**TEXTE EXTRAIT**

Pire que cela, une fois cette dernière partie amorcée, on sait immédiatement où le film va nous embarquer, voire complètement deviner la fin. Le polar est un genre complexe où il faut savoir tenir le spectateur en haleine jusqu’à l’ultime instant où la vérité est révélée. Allez savoir, peut-être que Les Réfracteurs ont vu trop de films pour se laisser berner, toujours est-il que sur les deux heures qui composent le film, les 40 dernières minutes nous sont apparues bien trop prévisibles et l’écriture terriblement plus grossière. 

Ce mélange de ruralité, d’isolement et de complexité des rapports amoureux, pourtant bien entamé, tombe à l’eau à cause d’une exécution d’un coup bien moins bonne qualitativement. La pertinence du message de “Seules les bêtes” est complètement diluée dans sa résolution un poil rocambolesque. Si la mission du film était de trouver de la profondeur dans une dissection du sentiment affectif de ses personnages, c’est raté. Reste tout de même le souvenir d’un moment agréable, sans grandes réflexions mais divertissant malgré des raccourcis scénaristiques gênant.

**DONNÉES À ANALYSER**
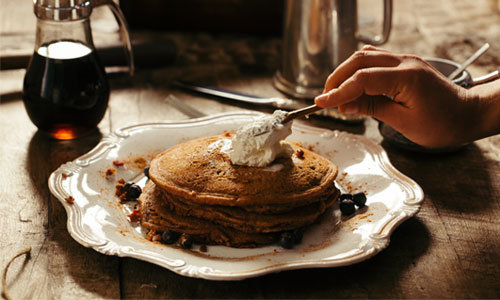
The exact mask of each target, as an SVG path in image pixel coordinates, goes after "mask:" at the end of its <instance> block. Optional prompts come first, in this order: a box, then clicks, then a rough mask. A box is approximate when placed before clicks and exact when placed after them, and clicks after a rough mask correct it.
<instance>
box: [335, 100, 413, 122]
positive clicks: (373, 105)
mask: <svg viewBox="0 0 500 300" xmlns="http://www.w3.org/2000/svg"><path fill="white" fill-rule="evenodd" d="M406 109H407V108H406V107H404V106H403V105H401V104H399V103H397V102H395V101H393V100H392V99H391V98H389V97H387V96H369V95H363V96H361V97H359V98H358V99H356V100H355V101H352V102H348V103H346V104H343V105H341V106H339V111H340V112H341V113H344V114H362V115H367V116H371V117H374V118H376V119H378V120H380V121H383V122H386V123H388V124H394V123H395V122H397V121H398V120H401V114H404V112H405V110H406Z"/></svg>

--

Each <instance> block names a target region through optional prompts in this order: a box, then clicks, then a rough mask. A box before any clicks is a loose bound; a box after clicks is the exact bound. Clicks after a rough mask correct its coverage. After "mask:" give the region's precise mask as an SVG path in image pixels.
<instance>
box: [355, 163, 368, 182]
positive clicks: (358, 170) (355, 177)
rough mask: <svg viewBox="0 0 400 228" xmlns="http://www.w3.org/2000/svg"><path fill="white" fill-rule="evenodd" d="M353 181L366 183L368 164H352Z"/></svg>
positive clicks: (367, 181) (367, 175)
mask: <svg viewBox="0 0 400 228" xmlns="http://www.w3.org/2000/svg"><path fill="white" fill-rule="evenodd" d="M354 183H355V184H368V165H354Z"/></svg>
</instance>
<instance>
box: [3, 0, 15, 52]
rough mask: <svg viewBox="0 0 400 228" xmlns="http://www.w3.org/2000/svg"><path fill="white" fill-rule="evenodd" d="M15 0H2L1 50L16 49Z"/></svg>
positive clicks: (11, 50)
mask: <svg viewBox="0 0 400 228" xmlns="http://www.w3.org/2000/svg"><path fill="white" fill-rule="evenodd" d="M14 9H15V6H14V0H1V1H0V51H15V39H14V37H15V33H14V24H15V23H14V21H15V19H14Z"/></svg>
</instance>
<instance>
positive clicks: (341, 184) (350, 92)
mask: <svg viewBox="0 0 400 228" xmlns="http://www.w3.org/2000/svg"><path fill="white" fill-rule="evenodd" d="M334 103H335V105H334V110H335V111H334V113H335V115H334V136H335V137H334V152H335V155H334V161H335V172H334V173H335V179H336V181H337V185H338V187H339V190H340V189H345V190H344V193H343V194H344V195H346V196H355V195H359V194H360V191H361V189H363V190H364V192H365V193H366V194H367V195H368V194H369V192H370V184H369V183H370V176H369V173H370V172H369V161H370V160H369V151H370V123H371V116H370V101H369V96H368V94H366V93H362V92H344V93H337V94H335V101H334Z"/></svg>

**ÉNONCÉ**
D'après le texte extrait :
1. Combien de temps dure le film au total ?
2. Combien de minutes de la fin sont jugées bien trop prévisibles ?
3. Quel est le titre du film critiqué ?
Appuyez-vous uniquement sur le texte extrait.

**RÉPONSE**
1. Deux heures.
2. Les 40 dernières minutes.
3. « Seules les bêtes ».